● **Problem requirements**:
Please return every line of the records below that holds the word "mirror".

● **Source records**:
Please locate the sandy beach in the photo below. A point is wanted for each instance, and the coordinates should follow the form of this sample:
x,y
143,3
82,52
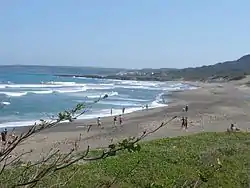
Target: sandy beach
x,y
212,107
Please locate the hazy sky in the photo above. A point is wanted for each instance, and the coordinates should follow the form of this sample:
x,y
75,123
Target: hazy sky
x,y
123,33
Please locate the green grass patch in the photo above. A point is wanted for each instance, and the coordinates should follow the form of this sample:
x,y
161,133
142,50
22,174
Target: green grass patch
x,y
171,162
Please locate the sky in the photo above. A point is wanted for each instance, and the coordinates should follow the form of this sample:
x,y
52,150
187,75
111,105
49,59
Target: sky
x,y
123,33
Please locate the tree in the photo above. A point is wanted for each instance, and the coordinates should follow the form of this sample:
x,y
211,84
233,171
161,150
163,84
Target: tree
x,y
18,173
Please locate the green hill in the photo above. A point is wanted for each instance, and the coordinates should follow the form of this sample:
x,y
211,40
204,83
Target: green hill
x,y
208,160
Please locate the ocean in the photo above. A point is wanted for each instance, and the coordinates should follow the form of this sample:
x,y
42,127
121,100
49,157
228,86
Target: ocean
x,y
30,93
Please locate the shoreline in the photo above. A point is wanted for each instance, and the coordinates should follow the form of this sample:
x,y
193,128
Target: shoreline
x,y
192,85
212,108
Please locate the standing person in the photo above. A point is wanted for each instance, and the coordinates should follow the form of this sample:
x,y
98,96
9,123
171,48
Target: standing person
x,y
115,120
3,135
182,122
99,122
186,122
120,119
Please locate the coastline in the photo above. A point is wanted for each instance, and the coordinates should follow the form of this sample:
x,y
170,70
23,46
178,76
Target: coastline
x,y
212,108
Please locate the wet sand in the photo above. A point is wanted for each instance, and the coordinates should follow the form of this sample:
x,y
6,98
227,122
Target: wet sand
x,y
212,107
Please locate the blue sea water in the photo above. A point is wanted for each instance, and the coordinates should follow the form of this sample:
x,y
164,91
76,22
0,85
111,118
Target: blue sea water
x,y
28,93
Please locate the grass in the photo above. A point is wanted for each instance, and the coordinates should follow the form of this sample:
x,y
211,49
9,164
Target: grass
x,y
171,162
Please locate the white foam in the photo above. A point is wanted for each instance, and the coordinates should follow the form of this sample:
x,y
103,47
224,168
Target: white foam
x,y
41,92
117,103
71,90
13,94
5,103
43,85
102,95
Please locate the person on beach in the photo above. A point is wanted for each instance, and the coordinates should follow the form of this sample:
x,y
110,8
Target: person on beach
x,y
182,122
233,128
99,122
4,135
185,122
115,120
120,119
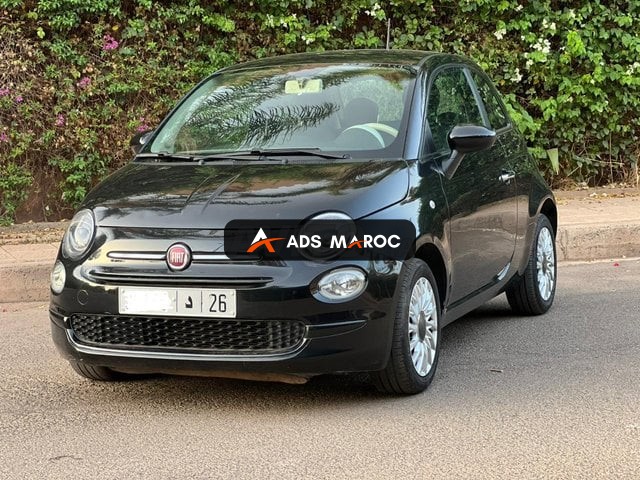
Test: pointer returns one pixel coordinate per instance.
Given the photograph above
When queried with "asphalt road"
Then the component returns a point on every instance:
(556, 396)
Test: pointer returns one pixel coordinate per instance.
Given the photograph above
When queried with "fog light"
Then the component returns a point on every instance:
(339, 285)
(58, 277)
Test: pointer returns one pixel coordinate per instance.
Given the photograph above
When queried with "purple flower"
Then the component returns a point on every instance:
(84, 82)
(109, 43)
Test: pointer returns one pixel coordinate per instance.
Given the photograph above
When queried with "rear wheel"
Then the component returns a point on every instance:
(102, 374)
(415, 345)
(534, 291)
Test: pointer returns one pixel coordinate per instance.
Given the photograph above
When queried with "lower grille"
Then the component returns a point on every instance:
(223, 336)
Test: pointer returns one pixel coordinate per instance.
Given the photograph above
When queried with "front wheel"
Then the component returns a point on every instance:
(534, 291)
(415, 346)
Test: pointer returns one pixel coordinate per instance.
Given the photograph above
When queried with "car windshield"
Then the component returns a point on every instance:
(352, 109)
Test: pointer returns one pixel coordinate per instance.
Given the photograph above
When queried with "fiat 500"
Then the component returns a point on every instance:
(145, 280)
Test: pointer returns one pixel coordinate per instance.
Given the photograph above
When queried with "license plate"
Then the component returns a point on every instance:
(182, 302)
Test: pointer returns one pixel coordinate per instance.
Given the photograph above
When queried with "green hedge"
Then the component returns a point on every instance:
(78, 77)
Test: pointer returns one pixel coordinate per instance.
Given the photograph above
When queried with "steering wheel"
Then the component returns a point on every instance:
(374, 129)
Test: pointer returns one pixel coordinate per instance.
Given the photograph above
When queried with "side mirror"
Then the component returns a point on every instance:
(465, 139)
(138, 140)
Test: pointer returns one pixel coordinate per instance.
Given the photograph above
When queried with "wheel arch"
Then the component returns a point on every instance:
(431, 255)
(549, 209)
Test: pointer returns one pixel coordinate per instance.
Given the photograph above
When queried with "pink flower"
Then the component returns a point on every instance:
(143, 127)
(84, 82)
(109, 43)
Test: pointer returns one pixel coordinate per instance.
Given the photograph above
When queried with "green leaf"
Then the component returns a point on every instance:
(552, 153)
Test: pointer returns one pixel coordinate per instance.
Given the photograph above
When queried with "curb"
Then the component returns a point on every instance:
(29, 282)
(25, 283)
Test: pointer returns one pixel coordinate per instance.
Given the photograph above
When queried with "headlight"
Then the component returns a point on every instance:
(58, 277)
(340, 285)
(79, 235)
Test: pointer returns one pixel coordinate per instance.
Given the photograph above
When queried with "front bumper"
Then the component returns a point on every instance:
(350, 337)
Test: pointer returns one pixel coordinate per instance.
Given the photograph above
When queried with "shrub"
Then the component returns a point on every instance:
(78, 78)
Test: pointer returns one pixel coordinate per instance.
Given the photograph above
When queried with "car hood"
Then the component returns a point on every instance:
(210, 195)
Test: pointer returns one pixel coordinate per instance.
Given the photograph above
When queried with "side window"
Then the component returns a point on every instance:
(497, 116)
(450, 103)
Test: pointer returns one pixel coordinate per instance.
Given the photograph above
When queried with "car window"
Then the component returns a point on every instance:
(497, 116)
(451, 102)
(343, 108)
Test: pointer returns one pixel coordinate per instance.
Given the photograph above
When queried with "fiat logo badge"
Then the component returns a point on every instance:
(178, 256)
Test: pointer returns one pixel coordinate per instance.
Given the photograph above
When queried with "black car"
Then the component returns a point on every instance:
(146, 280)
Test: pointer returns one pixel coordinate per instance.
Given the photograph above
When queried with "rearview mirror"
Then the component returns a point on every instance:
(465, 139)
(139, 139)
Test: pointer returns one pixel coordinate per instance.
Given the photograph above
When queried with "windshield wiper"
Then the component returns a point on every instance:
(168, 157)
(271, 154)
(275, 154)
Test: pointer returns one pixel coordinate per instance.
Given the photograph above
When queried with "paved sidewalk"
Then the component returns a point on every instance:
(594, 225)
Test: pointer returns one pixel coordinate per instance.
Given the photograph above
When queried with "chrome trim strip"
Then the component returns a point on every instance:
(197, 257)
(136, 256)
(209, 256)
(114, 352)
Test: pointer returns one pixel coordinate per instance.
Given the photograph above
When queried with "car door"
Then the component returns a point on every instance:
(481, 195)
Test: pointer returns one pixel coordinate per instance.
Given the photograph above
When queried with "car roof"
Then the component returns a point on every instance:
(411, 58)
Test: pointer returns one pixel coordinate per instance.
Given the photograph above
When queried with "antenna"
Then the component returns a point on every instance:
(388, 31)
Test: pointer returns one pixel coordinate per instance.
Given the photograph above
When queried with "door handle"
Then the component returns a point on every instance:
(507, 176)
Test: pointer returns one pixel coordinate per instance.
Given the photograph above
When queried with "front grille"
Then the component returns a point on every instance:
(214, 336)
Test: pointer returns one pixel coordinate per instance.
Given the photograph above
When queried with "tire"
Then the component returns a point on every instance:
(101, 374)
(403, 375)
(533, 292)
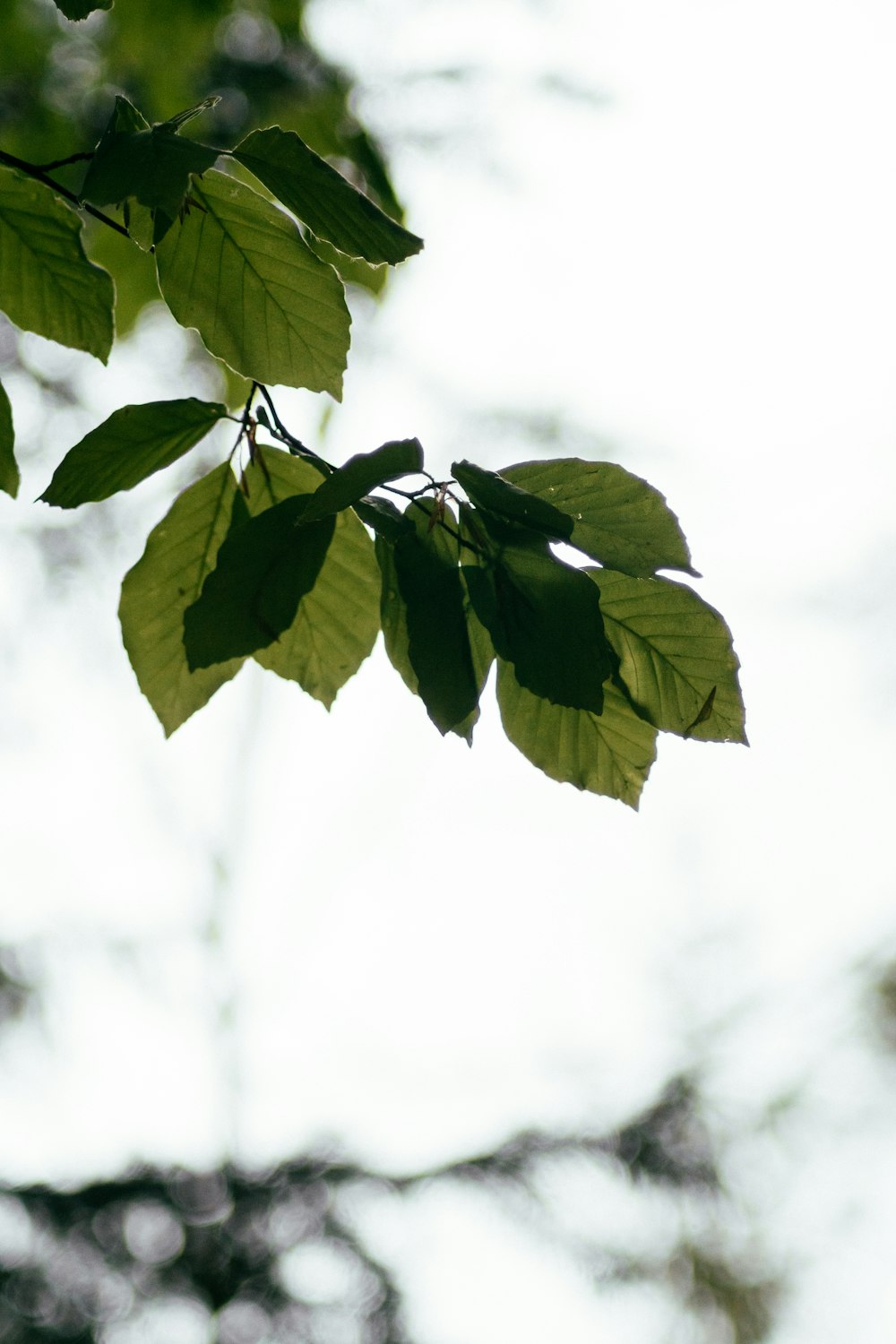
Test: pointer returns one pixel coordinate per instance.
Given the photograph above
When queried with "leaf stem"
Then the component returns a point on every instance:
(39, 175)
(62, 163)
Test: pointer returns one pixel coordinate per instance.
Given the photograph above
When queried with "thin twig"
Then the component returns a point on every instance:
(39, 175)
(64, 163)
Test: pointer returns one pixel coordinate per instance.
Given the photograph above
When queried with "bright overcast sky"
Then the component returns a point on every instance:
(669, 225)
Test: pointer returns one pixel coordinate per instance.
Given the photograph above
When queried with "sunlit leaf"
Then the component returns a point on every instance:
(237, 269)
(47, 285)
(610, 753)
(323, 199)
(618, 519)
(129, 446)
(676, 656)
(8, 470)
(336, 624)
(180, 554)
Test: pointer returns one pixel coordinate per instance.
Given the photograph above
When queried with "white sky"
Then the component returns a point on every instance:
(432, 946)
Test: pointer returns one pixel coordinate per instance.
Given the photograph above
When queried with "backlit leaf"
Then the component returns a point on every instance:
(151, 164)
(129, 446)
(618, 519)
(336, 624)
(610, 753)
(425, 625)
(180, 554)
(489, 491)
(323, 199)
(47, 285)
(675, 652)
(263, 570)
(544, 617)
(8, 470)
(237, 269)
(363, 473)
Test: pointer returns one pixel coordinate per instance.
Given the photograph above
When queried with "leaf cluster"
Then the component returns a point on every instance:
(547, 570)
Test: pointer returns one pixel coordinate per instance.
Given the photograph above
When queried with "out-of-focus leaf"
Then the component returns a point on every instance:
(47, 285)
(237, 269)
(180, 554)
(129, 446)
(323, 199)
(81, 8)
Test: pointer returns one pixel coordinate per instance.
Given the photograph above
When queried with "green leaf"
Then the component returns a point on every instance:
(81, 8)
(544, 617)
(47, 285)
(323, 199)
(383, 518)
(150, 164)
(618, 519)
(8, 470)
(336, 624)
(180, 554)
(237, 269)
(129, 446)
(676, 656)
(425, 621)
(252, 596)
(610, 753)
(365, 472)
(490, 492)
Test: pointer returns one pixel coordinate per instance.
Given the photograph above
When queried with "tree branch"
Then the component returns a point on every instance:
(39, 175)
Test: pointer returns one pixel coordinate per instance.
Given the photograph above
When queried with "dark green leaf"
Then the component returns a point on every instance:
(383, 518)
(610, 753)
(363, 473)
(180, 553)
(47, 285)
(544, 617)
(129, 446)
(425, 625)
(147, 164)
(237, 269)
(675, 652)
(8, 470)
(490, 492)
(323, 199)
(252, 596)
(618, 519)
(336, 624)
(152, 167)
(81, 8)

● **Your response**:
When queried with "side mirror"
When queried with "rearview mirror"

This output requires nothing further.